- _Given problem_:
Write out the entries again exactly as they are given.

- _Given data_:

>> start

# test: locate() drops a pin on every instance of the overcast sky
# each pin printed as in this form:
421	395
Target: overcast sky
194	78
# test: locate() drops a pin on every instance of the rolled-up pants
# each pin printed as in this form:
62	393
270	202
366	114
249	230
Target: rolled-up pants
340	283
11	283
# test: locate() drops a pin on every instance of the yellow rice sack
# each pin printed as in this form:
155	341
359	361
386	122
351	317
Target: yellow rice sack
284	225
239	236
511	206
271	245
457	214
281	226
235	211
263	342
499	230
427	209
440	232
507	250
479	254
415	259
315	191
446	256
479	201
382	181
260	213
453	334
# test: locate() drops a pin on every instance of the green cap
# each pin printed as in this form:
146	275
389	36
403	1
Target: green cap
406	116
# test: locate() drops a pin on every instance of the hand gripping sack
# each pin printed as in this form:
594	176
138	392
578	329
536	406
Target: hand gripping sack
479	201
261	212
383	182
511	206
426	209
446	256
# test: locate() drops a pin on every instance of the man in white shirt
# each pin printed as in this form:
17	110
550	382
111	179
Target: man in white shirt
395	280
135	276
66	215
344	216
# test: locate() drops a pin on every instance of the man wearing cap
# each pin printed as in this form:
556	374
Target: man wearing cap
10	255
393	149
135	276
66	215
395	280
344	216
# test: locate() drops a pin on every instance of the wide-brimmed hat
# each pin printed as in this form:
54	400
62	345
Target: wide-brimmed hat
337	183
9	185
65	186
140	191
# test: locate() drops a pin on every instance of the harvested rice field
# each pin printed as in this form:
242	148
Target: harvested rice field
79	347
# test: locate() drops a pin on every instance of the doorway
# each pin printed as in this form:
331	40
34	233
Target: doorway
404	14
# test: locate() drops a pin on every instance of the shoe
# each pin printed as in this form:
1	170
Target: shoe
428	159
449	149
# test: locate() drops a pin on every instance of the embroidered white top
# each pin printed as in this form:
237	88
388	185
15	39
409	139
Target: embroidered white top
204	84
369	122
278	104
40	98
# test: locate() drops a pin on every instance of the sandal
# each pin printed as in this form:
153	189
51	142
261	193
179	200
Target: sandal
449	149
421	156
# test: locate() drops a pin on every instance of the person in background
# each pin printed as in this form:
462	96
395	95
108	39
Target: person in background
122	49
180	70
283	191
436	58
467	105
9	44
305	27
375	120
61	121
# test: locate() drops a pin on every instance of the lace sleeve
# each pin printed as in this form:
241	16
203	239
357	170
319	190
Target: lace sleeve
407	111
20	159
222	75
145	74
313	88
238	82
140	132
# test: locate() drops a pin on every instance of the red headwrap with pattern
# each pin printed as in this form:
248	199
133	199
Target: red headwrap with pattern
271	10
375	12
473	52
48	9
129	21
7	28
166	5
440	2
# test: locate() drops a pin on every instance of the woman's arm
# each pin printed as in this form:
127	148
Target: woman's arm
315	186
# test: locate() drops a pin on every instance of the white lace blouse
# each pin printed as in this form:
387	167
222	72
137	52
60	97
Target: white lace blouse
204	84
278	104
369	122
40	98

>> end

- _Finished answer_:
# test: locate() drops a pin on every instance of the overcast sky
# each pin printed as in this form:
421	395
Target: overcast sky
194	78
# test: locate() drops a pin on every instance of the rolled-up pants
# each pin printed as in this form:
62	393
270	202
366	114
249	230
Target: rolled-up pants
340	283
11	283
# test: locate() drops a pin on every instance of the yellow rice sack
# each pin printed as in this form:
155	341
359	361
386	122
351	317
Target: yellow rice sack
284	225
239	236
511	206
271	245
457	214
281	226
235	211
263	342
499	230
427	209
440	232
507	250
479	254
415	259
315	191
446	256
479	201
382	181
260	213
453	334
# test: locate() drops a pin on every instance of the green cap
# each pin printed as in this form:
146	275
389	36
403	1
Target: green cap
406	116
# test: locate() drops a pin on every instance of the hand gripping sack
# each pin printed as in this form:
594	176
138	392
578	329
536	406
Target: hand gripping sack
479	201
261	212
383	182
511	206
426	209
446	256
# test: locate() drops a pin on every instance of the man in white shirt
# each pin printed as in this form:
17	110
550	382
111	179
Target: man in white shirt
395	280
135	276
66	215
344	216
# test: locate() drops a pin on every instance of the man wearing cap
# each pin printed as in this form:
556	374
Target: man wearing cap
10	255
393	149
135	276
66	215
395	280
344	216
# test: locate() drops a pin on every instance of the wide-brimmed hat
# each pin printed as in this form:
54	400
62	345
Target: wide-brimmed hat
337	183
9	185
65	186
140	191
# test: locate() drops a pin on every instance of the harvested rice field
# each pin printed as in this form:
242	148
Target: harvested rice field
79	347
# test: locate() drops a pin on every instance of the doorway
# each pin printed as in this form:
331	40
34	233
Target: doorway
404	14
# test: locate() drops a pin on every instance of the shoe
# each pin printed as in this form:
1	170
Target: shoe
428	159
449	149
# test: locate() drops a pin on every instance of the embroidered white top
# each pin printed as in this form:
237	88
388	185
15	39
409	139
Target: embroidered white top
204	84
369	122
278	104
40	98
# test: locate() drops a pin on every instance of the sandal
# each pin printed as in this form:
153	189
51	142
261	193
179	200
Target: sandal
449	149
421	156
# test: locate() drops a pin on every instance of the person in background
# each pin printed as in this form:
462	96
395	95
108	39
Target: person in background
122	49
180	70
283	191
436	58
467	105
9	44
305	27
375	120
61	121
# test: locate() drops a pin on every instance of the lace sleeve
# each pin printed as in this form:
241	16
203	239
357	170
319	190
Target: lace sleeve
407	111
20	159
222	75
145	74
313	88
238	82
140	132
# test: locate() drops a pin on every instance of the red headwrap with pattern
# each pin printed as in this form:
248	199
133	199
Target: red headwrap with pattern
271	10
375	12
473	52
48	9
129	21
7	28
166	5
440	2
# test: locate() drops a pin on every instance of the woman's arm
# each pin printed as in this form:
127	148
Target: woman's arm
315	186
# test: locate() drops a pin on every instance of the white lace blouse
# each pin printed as in this form:
387	167
222	72
137	52
60	97
Target: white lace blouse
204	84
278	104
369	122
40	98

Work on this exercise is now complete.